Y’all. I have to tell you what happened.
Last summer, at 41 years old, I developed new-onset eczema.
On my EYELID. And under my eye. Of all the places on my body, it picked my face. Then, a few weeks later, a patch showed up on my neck like the party needed more guests.
I was furious. I was confused. I was LITERALLY doing everything right.
I was already using my Prequel skincare, which is formulated specifically for eczema- and rosacea-prone skin. When the flare wouldn’t quit, I stripped my routine down to the absolute bare bones. Topical hydrocortisone. Aquaphor. The most basic, boring, dermatologist-approved protocol you can do at home.
It would start to clear up… and then come right back. Over and over. For months.
Why would eczema suddenly show up in your 40s when you’ve never had it?
Turns out this is a real thing. And it’s way more common than anyone talks about.
Perimenopause does a number on your skin in ways most of us are never warned about. As estrogen starts to decline, your skin produces less oil, loses ceramides (the lipids that hold your skin barrier together), and the whole barrier function is compromised. Your skin microbiome shifts. Your immune response shifts. And the inflammation that your body used to handle quietly? Now it’s showing up on your face.
Research published in dermatology literature confirms that the drop in estrogen during perimenopause can trigger new-onset eczema or worsen existing eczema, even in women with no prior history. Skin gets thinner, drier, more reactive, and more easily inflamed.

(Dataset entries)
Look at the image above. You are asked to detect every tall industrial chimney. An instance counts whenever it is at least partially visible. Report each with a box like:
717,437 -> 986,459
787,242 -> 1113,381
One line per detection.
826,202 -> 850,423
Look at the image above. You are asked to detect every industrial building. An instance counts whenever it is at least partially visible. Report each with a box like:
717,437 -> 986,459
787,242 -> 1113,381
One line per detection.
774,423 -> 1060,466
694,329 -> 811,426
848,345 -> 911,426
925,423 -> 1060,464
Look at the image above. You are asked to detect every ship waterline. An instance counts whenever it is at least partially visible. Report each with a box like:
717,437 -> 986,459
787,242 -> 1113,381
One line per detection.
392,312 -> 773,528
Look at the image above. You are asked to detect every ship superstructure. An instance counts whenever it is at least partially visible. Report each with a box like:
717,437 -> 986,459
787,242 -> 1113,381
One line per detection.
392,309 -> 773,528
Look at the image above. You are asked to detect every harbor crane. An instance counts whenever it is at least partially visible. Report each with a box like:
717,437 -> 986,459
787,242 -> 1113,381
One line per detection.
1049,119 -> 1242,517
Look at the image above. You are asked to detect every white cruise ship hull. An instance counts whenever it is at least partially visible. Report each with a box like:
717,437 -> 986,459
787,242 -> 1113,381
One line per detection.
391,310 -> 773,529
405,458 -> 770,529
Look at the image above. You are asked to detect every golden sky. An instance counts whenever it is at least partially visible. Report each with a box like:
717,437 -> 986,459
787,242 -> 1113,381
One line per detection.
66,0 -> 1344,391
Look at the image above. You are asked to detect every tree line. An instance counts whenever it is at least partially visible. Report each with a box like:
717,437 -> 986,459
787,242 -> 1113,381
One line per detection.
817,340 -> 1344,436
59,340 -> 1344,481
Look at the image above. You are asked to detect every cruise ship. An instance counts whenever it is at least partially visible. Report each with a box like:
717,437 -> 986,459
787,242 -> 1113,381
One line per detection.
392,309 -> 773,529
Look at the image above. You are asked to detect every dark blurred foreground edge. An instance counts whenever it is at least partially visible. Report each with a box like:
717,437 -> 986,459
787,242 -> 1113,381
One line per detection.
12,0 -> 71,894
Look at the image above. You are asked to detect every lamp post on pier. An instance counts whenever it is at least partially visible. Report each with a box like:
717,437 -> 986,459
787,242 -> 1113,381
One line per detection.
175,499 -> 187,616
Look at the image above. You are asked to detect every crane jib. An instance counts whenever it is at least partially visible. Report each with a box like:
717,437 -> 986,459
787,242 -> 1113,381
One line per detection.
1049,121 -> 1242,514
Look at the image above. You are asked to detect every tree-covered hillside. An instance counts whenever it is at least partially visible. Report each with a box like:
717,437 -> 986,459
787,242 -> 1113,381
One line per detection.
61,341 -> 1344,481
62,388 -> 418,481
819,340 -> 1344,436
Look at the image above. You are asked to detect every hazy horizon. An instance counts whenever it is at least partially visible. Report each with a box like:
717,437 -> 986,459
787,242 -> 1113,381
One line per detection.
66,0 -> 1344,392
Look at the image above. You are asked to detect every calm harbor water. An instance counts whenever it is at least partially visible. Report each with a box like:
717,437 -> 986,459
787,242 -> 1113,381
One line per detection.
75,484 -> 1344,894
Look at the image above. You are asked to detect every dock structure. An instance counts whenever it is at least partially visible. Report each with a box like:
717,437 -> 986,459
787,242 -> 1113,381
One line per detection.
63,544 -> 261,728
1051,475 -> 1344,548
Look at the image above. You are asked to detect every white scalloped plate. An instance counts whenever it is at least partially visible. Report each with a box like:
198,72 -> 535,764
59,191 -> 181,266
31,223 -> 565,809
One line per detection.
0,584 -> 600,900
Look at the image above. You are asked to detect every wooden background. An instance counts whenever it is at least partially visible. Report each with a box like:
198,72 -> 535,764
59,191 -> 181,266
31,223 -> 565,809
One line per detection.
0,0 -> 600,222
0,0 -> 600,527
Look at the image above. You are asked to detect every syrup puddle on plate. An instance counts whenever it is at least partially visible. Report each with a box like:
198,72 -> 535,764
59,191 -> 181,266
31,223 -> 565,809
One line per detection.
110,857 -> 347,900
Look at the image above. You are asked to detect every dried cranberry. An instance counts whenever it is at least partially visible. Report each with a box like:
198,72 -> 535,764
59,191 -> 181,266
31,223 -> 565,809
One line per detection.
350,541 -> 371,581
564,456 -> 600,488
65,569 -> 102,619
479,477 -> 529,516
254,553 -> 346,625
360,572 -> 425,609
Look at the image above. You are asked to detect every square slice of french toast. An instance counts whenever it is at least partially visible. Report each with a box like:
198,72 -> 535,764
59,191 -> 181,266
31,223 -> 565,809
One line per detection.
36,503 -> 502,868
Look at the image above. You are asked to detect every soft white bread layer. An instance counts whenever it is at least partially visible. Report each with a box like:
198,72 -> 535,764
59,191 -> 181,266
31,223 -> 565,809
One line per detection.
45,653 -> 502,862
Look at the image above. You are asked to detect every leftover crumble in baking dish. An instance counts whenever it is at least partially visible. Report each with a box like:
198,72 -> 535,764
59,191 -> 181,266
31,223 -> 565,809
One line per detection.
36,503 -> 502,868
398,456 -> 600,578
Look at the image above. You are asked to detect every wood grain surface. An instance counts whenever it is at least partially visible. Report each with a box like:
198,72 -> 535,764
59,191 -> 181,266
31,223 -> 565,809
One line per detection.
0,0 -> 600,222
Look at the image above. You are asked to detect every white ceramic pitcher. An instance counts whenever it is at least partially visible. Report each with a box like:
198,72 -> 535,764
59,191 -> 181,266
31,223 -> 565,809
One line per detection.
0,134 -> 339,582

TASK DIRECTIONS:
Please state the age at which the eczema post says the writer developed new-onset eczema. These entries are separate from the eczema post.

RESULT:
41 years old.